ENTRIES PROVIDED >>

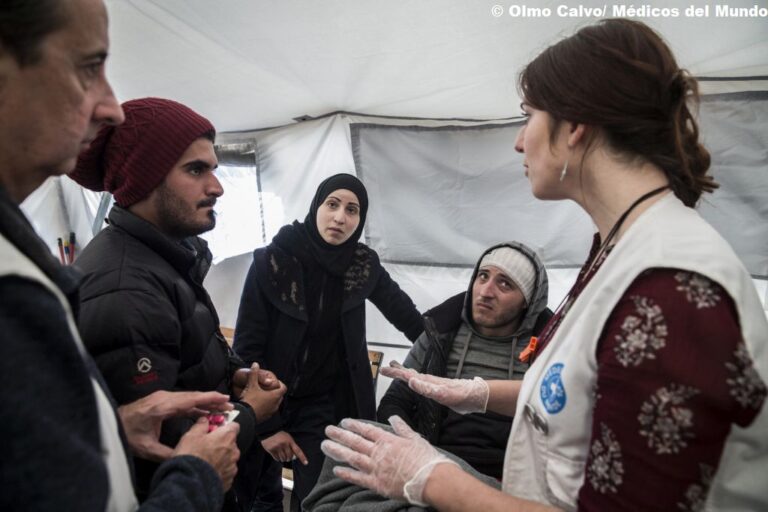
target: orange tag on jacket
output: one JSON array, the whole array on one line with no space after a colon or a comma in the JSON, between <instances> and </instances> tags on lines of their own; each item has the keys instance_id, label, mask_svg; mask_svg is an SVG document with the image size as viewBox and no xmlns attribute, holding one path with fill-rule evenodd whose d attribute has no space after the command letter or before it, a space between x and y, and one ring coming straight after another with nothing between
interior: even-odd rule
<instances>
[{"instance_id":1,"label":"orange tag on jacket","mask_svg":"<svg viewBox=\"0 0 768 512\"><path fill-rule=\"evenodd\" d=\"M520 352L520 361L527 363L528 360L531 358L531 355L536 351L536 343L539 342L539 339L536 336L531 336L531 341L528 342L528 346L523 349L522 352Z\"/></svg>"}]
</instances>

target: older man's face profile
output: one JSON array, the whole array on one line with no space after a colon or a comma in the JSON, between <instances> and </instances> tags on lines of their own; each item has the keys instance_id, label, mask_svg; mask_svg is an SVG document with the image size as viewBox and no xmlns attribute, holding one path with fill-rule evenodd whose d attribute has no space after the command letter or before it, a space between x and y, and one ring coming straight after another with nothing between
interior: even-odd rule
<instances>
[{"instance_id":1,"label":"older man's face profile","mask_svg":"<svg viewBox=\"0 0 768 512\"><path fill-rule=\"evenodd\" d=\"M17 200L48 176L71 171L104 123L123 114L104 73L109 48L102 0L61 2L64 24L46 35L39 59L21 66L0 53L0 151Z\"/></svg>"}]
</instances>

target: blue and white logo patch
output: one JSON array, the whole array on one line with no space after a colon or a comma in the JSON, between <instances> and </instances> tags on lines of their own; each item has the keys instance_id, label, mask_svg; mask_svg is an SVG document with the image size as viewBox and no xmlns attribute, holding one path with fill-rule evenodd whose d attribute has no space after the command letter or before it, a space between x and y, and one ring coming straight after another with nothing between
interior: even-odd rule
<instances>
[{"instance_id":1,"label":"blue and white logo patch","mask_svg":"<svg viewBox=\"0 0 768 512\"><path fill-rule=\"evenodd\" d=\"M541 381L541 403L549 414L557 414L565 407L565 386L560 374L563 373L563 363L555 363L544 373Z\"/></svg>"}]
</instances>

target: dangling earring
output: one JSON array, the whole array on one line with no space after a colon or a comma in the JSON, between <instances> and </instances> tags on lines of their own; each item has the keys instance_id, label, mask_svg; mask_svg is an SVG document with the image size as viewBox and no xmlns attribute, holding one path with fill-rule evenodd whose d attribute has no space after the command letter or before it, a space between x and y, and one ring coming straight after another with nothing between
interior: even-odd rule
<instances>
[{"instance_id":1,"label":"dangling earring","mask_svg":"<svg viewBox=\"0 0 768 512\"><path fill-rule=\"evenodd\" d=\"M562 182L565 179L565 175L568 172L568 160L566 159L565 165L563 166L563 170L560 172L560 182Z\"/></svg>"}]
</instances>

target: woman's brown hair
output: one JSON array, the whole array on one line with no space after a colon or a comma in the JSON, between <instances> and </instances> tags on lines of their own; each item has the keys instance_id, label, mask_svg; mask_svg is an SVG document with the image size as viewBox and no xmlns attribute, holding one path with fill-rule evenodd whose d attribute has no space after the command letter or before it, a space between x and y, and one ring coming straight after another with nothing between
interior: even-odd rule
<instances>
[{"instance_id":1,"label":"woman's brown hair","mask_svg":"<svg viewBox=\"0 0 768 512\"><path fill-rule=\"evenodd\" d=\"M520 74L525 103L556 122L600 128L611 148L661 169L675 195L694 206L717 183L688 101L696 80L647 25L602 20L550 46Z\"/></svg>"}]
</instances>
---
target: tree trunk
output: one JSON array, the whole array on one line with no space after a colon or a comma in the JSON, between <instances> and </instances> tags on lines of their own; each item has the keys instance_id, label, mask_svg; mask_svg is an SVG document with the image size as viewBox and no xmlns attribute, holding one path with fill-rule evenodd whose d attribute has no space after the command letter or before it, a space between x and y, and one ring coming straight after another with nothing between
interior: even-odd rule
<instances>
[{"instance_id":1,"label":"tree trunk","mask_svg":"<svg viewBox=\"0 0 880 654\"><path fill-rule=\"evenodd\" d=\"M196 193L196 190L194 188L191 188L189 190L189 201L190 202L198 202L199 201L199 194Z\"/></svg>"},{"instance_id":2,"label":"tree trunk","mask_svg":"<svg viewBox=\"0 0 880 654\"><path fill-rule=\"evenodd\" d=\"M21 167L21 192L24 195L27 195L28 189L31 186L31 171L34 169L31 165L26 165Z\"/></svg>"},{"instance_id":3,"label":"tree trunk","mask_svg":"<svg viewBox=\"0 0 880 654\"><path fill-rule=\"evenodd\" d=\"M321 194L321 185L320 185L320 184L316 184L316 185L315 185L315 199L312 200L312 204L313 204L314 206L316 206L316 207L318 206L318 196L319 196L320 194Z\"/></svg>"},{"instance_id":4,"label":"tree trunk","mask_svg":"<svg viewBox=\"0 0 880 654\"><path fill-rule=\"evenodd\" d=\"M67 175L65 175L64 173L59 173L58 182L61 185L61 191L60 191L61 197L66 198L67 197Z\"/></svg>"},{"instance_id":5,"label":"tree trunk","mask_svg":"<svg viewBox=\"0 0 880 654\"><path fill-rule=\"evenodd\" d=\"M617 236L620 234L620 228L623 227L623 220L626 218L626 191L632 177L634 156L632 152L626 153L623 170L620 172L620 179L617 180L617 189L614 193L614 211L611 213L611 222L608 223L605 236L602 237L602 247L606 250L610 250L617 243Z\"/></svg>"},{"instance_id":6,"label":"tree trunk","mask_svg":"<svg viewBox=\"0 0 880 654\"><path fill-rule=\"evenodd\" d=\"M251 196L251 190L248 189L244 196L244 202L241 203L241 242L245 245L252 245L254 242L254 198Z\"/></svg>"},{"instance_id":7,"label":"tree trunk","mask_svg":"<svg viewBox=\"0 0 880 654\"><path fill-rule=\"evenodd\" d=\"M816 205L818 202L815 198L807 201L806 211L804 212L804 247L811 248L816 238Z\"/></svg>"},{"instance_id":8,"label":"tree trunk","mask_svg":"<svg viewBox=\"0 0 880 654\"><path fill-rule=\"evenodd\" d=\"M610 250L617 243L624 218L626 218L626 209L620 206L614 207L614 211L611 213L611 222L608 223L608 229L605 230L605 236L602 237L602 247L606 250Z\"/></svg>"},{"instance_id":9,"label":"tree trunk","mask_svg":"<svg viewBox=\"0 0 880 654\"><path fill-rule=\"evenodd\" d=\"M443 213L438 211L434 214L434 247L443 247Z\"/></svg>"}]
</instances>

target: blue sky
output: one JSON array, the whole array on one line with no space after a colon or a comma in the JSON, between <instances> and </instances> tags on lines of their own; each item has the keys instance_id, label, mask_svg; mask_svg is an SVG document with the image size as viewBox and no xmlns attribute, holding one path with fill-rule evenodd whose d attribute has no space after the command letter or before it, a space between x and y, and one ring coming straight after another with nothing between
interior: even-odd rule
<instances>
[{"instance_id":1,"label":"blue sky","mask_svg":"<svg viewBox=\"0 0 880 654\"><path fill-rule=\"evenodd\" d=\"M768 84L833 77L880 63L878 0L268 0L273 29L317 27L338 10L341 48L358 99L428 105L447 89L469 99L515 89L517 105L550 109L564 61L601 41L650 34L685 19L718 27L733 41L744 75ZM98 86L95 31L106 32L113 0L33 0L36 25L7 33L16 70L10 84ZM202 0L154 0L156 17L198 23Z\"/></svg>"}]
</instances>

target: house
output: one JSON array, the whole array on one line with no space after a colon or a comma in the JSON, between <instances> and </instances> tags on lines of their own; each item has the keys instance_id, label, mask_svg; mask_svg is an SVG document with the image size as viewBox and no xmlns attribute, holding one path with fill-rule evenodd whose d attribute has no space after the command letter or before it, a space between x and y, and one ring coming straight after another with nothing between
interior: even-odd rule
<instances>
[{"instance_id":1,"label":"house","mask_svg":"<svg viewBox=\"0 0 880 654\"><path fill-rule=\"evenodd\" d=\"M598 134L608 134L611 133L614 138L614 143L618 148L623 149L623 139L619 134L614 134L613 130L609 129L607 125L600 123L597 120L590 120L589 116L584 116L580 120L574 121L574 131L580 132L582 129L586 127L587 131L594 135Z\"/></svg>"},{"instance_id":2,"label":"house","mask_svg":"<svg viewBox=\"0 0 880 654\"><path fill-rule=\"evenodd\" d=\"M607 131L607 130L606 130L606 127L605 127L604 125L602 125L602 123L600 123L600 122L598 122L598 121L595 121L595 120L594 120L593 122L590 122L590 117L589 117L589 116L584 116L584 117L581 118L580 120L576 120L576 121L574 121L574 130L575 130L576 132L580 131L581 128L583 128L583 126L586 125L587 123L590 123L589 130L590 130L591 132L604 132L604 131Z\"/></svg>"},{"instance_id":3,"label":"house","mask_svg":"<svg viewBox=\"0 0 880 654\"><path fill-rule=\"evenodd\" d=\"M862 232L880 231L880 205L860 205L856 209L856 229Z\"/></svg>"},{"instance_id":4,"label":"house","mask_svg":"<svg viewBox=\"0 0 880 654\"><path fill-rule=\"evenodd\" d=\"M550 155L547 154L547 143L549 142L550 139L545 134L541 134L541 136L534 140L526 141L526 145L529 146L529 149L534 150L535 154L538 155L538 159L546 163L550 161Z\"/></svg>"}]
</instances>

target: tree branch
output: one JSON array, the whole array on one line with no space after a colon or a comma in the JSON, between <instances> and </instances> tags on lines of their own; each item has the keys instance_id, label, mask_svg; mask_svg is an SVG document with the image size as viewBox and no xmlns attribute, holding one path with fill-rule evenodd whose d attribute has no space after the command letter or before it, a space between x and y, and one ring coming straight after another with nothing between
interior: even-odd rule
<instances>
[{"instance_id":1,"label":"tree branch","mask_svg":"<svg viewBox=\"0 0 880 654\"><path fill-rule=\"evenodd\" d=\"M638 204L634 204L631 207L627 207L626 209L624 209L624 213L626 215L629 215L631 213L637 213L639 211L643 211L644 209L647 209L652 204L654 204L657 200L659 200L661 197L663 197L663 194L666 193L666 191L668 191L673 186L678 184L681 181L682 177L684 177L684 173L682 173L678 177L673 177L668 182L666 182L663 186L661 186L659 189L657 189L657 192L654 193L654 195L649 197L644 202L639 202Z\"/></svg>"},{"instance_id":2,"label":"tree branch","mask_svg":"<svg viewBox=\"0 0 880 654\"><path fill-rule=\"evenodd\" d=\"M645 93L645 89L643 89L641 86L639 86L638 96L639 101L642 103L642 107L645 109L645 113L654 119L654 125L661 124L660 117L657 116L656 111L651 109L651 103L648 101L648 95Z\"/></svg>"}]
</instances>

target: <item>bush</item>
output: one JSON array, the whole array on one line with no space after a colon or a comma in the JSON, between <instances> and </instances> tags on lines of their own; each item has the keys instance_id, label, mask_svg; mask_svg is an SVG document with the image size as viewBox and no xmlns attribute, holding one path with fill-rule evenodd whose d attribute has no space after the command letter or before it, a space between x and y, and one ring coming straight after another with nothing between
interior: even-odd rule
==
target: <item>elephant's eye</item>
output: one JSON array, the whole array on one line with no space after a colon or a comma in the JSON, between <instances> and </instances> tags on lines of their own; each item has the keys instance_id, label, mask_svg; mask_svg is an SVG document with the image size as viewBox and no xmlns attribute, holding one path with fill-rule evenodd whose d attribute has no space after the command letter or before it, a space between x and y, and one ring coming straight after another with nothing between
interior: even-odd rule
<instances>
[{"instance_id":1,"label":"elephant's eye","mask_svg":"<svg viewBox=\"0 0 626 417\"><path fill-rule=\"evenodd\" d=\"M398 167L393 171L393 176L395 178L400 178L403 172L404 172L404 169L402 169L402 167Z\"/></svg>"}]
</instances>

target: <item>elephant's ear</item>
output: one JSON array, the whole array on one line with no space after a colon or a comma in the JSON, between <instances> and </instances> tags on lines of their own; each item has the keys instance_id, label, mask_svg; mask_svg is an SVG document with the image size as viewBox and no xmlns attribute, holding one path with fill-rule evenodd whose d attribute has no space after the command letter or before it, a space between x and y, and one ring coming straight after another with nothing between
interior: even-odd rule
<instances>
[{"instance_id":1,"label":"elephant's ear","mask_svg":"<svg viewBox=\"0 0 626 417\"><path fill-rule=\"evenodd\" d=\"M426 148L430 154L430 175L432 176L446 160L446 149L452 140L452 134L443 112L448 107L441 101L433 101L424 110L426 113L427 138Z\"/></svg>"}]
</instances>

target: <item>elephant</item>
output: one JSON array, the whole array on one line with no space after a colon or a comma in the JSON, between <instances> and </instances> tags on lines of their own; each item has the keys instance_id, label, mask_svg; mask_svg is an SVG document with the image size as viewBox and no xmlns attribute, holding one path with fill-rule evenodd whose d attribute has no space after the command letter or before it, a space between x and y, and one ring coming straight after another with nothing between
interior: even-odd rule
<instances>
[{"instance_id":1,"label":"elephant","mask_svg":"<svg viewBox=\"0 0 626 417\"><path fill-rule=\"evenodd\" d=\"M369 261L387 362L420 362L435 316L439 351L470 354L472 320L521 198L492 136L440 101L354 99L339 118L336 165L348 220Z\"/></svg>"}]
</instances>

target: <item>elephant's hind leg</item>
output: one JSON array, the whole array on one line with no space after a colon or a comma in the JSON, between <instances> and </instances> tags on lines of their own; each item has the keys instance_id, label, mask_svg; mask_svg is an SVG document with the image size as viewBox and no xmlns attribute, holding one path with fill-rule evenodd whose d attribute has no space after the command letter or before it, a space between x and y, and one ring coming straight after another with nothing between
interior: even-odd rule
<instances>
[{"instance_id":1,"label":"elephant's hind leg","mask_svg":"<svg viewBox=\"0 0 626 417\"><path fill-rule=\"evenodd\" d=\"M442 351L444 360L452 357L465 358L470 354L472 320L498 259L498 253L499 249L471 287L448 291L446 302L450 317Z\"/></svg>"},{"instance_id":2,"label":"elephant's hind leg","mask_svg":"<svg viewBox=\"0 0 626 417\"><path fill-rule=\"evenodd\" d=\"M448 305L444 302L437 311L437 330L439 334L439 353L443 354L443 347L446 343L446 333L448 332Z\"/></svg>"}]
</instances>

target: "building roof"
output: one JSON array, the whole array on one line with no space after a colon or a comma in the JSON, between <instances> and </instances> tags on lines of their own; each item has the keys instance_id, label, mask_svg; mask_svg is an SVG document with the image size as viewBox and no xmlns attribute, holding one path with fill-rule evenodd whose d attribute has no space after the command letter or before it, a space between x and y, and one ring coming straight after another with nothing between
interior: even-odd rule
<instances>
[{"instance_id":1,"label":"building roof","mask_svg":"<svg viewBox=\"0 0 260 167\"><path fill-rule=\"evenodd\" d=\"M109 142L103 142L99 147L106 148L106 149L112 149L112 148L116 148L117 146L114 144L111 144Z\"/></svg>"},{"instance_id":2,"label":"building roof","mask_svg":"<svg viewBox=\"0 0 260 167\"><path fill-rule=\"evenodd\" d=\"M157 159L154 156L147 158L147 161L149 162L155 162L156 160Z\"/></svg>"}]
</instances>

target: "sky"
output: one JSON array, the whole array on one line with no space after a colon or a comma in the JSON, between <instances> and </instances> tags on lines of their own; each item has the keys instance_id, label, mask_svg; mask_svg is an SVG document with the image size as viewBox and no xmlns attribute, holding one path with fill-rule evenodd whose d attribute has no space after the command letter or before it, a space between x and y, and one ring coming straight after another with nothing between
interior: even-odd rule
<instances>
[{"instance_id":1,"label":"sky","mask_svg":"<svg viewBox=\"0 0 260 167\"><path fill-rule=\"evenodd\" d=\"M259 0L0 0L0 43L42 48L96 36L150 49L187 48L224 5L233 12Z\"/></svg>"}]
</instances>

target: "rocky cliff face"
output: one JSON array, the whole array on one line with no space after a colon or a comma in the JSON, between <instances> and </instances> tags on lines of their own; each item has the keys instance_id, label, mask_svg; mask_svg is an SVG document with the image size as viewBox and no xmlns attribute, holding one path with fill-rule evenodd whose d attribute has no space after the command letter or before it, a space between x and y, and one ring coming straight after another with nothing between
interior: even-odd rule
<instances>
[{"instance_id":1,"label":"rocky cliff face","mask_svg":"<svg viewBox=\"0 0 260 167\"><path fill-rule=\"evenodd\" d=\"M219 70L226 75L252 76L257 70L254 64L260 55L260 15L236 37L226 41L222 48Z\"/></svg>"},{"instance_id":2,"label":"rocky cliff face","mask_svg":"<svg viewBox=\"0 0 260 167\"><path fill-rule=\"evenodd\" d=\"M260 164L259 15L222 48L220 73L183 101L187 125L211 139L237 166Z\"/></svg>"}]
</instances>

HOW TO COMPLETE THIS TASK >>
Take from the material above the lines running from the one with "target: blue and white logo patch" through the one with "target: dangling earring", and repeat them exactly, with nothing else.

ANSWER FOR THE TASK >>
target: blue and white logo patch
output: one JSON array, the whole array on one line with no space after a colon or a comma in the JSON, between <instances> and </instances> tags on lines of their own; each item has the keys instance_id, label, mask_svg; mask_svg is an SVG document with the image size as viewBox and no xmlns attribute, holding one path with fill-rule evenodd whose d attribute has no space after the command letter or before it, a space between x and y, and one ring coming straight after another with nothing between
interior: even-odd rule
<instances>
[{"instance_id":1,"label":"blue and white logo patch","mask_svg":"<svg viewBox=\"0 0 768 512\"><path fill-rule=\"evenodd\" d=\"M541 381L541 403L549 414L557 414L565 407L565 386L560 374L563 373L563 363L555 363L544 373Z\"/></svg>"}]
</instances>

target: dangling earring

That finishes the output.